──────── SUPPLIED MATERIAL
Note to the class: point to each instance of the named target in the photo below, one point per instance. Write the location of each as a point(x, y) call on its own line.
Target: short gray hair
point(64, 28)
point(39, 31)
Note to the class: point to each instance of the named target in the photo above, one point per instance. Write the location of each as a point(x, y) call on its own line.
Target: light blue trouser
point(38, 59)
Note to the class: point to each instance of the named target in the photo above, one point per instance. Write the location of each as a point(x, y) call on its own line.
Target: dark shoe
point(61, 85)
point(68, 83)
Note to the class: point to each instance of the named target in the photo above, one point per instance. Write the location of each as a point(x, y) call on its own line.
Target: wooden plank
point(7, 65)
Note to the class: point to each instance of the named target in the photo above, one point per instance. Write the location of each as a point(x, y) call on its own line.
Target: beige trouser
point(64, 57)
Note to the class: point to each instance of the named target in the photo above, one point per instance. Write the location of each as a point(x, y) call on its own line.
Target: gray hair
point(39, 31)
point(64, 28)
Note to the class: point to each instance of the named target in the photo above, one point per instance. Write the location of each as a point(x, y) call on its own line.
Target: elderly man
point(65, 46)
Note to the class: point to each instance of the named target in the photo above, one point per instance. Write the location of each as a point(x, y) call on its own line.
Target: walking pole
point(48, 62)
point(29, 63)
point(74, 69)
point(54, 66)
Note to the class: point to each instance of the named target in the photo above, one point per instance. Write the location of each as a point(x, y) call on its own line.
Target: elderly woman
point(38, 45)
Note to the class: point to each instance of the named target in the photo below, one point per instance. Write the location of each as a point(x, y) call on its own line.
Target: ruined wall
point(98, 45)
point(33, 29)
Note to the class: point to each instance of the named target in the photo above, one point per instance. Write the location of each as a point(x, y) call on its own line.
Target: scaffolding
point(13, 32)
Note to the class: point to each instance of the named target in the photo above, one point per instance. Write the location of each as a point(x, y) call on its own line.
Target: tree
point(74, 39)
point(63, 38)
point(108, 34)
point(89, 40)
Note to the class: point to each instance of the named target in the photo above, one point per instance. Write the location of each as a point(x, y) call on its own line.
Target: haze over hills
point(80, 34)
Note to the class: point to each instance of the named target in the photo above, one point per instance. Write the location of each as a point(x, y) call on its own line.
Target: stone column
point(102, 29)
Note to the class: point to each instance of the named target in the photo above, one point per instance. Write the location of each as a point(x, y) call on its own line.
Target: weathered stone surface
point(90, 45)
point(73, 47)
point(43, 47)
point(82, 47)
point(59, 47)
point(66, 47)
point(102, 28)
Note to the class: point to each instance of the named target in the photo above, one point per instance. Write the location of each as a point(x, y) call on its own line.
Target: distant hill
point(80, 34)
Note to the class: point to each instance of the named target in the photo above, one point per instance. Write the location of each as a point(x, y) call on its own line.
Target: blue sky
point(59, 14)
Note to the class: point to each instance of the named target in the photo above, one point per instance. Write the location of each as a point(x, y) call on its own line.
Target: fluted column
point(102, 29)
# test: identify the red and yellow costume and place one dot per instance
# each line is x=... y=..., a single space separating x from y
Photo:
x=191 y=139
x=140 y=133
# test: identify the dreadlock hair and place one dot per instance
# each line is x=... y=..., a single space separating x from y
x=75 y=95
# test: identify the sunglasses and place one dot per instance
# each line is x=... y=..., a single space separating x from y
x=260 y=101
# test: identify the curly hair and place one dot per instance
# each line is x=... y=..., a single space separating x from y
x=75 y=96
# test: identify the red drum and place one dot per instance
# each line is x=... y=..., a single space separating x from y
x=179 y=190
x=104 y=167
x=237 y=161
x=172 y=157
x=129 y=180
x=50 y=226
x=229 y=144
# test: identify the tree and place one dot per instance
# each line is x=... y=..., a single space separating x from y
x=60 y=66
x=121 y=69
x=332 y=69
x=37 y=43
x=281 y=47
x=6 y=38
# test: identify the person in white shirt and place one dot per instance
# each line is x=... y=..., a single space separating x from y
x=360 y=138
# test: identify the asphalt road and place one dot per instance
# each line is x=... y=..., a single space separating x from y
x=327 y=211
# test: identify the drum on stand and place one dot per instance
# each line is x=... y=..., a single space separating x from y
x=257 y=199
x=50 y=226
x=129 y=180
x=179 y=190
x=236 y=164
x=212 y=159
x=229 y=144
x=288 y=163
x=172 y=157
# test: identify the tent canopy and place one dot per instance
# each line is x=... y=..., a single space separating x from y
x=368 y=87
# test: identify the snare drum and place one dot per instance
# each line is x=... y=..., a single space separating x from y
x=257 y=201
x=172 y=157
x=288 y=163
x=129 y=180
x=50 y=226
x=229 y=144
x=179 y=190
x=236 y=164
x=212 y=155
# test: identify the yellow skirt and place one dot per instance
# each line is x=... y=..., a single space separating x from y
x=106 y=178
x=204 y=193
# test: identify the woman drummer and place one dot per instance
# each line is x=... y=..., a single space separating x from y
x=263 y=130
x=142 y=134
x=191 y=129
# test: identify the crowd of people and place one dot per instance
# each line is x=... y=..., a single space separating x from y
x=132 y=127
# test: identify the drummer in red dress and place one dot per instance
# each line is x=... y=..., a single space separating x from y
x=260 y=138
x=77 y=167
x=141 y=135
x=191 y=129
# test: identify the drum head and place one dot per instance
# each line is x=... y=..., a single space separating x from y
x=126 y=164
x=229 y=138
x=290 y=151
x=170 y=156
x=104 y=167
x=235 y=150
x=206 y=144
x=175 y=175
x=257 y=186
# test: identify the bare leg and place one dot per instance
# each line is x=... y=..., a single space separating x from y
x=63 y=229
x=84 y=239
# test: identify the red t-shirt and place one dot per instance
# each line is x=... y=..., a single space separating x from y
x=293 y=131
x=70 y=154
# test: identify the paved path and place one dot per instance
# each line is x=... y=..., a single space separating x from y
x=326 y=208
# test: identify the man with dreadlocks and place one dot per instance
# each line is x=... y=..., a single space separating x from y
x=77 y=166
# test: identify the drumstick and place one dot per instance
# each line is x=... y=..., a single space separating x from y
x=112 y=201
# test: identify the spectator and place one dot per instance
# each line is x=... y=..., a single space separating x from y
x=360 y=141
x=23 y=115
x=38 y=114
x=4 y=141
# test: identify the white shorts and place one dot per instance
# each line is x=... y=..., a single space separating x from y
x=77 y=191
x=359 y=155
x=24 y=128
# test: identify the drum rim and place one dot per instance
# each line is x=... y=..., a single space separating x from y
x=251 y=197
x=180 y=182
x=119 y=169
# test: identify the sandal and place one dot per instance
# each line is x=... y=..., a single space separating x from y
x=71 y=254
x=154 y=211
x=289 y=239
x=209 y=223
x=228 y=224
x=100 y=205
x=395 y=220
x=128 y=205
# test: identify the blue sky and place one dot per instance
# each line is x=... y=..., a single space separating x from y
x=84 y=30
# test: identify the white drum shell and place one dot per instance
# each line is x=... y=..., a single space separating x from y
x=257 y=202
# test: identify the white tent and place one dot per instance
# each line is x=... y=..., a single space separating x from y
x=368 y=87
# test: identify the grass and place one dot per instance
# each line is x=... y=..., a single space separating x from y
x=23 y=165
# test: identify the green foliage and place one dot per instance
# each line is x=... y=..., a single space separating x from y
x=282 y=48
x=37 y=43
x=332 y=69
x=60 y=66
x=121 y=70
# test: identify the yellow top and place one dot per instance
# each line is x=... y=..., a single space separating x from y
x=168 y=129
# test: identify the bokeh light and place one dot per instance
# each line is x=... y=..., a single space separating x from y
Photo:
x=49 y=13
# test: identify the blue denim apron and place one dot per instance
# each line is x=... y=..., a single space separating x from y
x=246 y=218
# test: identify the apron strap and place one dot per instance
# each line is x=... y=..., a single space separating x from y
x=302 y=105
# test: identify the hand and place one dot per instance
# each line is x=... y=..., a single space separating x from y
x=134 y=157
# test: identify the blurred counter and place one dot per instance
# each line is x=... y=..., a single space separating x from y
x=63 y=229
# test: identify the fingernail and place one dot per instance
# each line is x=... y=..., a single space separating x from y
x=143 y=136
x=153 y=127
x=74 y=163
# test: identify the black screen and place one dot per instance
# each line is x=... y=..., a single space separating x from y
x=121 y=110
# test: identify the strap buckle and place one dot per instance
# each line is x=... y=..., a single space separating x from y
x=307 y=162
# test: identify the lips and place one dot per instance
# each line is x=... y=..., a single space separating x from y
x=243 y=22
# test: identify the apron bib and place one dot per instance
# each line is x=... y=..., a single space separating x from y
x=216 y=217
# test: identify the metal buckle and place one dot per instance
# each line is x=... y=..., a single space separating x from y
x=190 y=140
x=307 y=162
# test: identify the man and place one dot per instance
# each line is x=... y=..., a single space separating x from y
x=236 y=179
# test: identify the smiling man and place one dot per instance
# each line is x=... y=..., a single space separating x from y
────────────────
REQUIRED WORK => From the data, collect all lines where the string "tent" appears.

EXPECTED ANSWER =>
# test: identify the tent canopy and place one dot per instance
# test: identify the white tent and place one dot per instance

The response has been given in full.